Что нужно сделать -
1. Кратко перескажите абзац текста о повести «Метель», который начинается словами «„Метель“ — повесть Владимира Сорокина». Сохраните его основные факты.
2. Скопируйте без изменений отрывок текста о повести «Метель» от слов "Старики-возчики говорили: один" до слов "в левую ноздрю." включительно.

Исходный текст -
Метель (Сорокин)

повесть Владимира Сорокина

«Метель» — повесть Владимира Сорокина 2010 года с элементами сатиры из цикла «История будущего». В 2021 году вышло непосредственное продолжение — роман «Доктор Гарин».

Цитаты править

  •  

Старики-возчики говорили: один едешь — на плечах по ангелу, вдвоём — один ангел, втроём — сатана в телеге.

  •  

Пахтай меня, хороший мой… — зашептала она в его щёку и обняла обеими руками.
Он плыл по её телу, эта волна несла и несла, и казалось, конца этому не будет.

  •  

Прямо перед самокатом из-под снега торчало что-то. Сначала доктору показалось, что это вывороченный пень старого дерева. Но приглядевшись, он различил голову мертвого великана. Своим правым полозом самокат въехал ему в левую ноздрю.
Доктор заморгал, не веря своим глазам, приглядываясь: горка, на которую они влетели, была не чем иным, как трупом большого, занесённого снегом.

  •  

… он любит всех родных и друзей, он любит и зомби, которые шевелятся и рычат под полом церкви, он любит всех, всех, и все сейчас начинают двигаться вокруг него, потому что он не может оторваться ногами от потрясающего тепла, все гости и батюшка, и басом ревущий протодьякон, и певчие, и Ирина, все ходят вокруг, ходят вокруг него, ходят и поют, а зомби движутся под землёй вокруг храма и тоже поют, поют в землю, поют земляным жужжанием, как большие земляные пчёлы, гудят в землю, гудят, гудят «Многая лета!», гудят так сладко и сильно, что щекотно от гудения, и все вращаются, вращаются вокруг Гарина, как вокруг оси земной, а ему и ногам его от этого коловращения и гудения становится всё теплее и радостней… — сон

  •  

Он хватается за кольцо подпола, тянет, поднимает деревянный люк, лезет в подпол, там бочки с квашеной капустой и солёными огурцами, там висит окорок в марле, а рядом с окороком, тоже в марле, замаскированная под окорок, висит куколка большой бабочки, она величиной с окорок, а размах крыльев у бабочки, которая вылупится из этой куколки, будет больше двух метров, отец и дядя выкрали её из государева инкубатора под Подольском, дядя сезонно работал там в теплицах, они вынесли куколку, спрятали в тачке с торфом, увезли в Покровское, отец спрятал её в подвале, замаскировав под окорок солонины, обмотал марлей, вымазал салом, это куколка большой синей «Мёртвой головы», она очень дорогая, очень красивая, она стоит в три раза больше отцовского дома, отец уже договорился продать её румынам, главное, держать её в прохладе, чтобы бабочка не вылупилась раньше времени, тогда все пропало… — сон

О повести править

  •  

корр.: Вы цитируете в своей повести едва ли не всех отечественных классиков, которые, так или иначе, касались в своих текстах мотивов пути и метели <…>.

Список записей -
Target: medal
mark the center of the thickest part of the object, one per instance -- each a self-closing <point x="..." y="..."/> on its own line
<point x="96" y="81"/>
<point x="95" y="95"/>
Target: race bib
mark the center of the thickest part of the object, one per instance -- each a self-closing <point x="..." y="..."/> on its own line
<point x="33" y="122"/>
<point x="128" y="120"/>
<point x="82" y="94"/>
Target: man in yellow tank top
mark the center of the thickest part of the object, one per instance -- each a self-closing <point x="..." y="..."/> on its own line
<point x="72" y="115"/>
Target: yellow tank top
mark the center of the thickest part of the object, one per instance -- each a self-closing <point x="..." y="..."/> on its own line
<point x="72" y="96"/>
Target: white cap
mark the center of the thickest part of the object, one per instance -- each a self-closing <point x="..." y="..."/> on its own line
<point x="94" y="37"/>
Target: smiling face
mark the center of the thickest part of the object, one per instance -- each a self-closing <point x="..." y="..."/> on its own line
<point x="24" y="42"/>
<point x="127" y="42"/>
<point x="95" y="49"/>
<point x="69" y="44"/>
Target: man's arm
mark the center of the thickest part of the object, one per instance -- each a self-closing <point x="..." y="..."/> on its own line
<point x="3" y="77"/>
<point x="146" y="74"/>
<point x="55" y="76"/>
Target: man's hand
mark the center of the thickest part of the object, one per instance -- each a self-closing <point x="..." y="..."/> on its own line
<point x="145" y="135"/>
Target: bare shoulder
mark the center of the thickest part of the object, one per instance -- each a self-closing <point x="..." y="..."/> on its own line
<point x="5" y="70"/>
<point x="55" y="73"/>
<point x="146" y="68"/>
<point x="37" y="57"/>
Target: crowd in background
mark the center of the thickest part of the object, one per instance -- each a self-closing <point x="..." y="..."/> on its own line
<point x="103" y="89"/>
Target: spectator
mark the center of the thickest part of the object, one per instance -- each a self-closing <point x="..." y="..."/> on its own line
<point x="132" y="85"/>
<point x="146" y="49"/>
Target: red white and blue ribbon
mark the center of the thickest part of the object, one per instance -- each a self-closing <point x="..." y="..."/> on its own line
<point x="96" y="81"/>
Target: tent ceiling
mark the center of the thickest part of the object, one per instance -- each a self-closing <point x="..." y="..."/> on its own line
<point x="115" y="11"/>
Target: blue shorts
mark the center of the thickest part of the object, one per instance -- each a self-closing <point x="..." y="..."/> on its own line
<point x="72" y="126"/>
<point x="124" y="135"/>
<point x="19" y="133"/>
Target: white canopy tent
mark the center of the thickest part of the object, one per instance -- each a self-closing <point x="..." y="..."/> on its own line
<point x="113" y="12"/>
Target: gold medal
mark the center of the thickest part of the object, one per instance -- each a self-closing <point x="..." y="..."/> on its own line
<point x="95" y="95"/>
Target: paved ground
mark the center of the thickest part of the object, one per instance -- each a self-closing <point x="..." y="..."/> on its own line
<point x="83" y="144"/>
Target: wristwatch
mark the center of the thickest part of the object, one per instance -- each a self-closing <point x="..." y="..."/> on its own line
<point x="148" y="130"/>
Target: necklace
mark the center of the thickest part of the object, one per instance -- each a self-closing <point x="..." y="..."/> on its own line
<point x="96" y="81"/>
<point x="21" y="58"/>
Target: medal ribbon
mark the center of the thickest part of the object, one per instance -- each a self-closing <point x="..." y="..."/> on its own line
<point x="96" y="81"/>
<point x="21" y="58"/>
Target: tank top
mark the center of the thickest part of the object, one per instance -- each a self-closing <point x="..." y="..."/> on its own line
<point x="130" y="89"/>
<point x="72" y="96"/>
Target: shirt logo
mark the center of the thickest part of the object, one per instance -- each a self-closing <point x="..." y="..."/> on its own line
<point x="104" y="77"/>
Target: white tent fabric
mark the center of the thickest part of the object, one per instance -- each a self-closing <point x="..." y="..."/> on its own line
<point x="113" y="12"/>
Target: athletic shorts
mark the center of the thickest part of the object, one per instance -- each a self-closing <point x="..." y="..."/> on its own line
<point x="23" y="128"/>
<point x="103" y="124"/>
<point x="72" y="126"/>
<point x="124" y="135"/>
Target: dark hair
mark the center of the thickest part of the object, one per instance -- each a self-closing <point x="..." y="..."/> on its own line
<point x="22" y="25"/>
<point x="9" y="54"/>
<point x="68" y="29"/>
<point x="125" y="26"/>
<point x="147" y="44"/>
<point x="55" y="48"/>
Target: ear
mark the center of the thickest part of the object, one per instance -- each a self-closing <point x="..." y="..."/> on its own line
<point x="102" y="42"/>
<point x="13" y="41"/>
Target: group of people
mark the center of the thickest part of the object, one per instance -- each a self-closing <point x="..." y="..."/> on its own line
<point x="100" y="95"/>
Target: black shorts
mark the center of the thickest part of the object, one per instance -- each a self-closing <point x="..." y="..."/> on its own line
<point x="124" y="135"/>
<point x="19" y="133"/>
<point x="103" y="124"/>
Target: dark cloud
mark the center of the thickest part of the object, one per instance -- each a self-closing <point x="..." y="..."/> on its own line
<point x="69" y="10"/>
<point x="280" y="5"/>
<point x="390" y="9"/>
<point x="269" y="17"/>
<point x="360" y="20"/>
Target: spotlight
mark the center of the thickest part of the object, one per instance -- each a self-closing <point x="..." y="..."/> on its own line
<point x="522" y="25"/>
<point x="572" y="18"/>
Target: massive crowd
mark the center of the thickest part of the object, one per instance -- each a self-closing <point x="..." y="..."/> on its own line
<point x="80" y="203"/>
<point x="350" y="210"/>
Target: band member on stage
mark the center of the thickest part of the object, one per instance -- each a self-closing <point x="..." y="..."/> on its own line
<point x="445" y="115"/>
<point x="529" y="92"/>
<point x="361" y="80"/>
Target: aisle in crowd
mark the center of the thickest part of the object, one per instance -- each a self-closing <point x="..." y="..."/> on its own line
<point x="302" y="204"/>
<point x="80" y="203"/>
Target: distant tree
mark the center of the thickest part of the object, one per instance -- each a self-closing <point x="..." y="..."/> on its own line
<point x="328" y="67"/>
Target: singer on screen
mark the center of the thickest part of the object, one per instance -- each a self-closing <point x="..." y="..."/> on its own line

Ответы по порядку -
1. «Метель» — повесть Владимира Сорокина 2010 года с элементами сатиры из цикла «История будущего». Её продолжение, роман «Доктор Гарин», вышло в 2021 году.

2.
Старики-возчики говорили: один едешь — на плечах по ангелу, вдвоём — один ангел, втроём — сатана в телеге.

  •  

Пахтай меня, хороший мой… — зашептала она в его щёку и обняла обеими руками.
Он плыл по её телу, эта волна несла и несла, и казалось, конца этому не будет.

  •  

Прямо перед самокатом из-под снега торчало что-то. Сначала доктору показалось, что это вывороченный пень старого дерева. Но приглядевшись, он различил голову мертвого великана. Своим правым полозом самокат въехал ему в левую ноздрю.